Task directions: Looking at the data below, report how many lines contain "striped", with no other words.

Source data:
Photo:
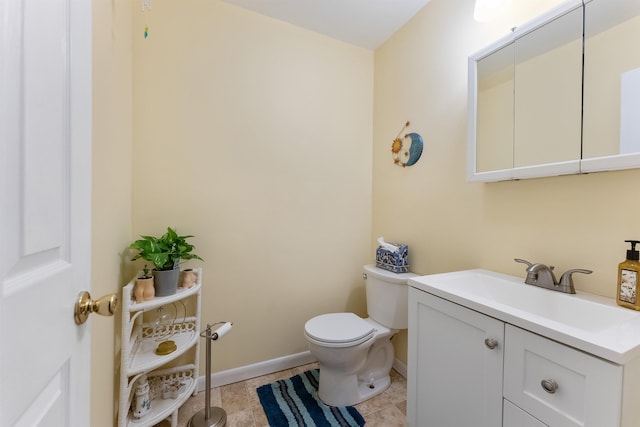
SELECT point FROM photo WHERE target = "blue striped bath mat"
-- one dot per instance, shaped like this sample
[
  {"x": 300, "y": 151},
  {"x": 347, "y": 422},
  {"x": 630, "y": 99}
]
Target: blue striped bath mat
==
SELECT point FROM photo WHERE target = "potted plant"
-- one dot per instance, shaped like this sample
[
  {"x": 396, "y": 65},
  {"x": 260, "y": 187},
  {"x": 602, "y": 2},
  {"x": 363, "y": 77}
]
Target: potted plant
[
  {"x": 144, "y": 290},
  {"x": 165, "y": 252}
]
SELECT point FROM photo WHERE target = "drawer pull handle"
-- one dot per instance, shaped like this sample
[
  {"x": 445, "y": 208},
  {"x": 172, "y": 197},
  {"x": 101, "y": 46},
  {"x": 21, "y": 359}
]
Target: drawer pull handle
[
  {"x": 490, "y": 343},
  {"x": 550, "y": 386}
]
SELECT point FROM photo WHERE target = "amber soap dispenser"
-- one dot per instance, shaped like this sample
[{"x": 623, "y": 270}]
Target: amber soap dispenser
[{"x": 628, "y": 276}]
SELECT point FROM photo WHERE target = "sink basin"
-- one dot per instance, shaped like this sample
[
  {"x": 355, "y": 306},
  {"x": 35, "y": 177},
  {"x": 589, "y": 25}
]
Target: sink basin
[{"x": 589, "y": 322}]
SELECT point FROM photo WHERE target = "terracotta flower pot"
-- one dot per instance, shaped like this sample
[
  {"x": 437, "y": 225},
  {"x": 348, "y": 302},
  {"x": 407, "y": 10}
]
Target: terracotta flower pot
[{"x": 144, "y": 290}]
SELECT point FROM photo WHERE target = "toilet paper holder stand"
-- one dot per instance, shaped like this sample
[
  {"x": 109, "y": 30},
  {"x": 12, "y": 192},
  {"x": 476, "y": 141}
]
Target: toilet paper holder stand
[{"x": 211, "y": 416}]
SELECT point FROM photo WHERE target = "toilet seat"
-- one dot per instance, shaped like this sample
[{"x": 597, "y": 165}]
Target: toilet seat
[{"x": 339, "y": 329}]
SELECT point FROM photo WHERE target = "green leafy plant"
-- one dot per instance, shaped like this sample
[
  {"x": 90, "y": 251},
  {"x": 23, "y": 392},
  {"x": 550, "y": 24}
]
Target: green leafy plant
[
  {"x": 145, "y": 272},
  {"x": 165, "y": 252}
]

Result for this task: 2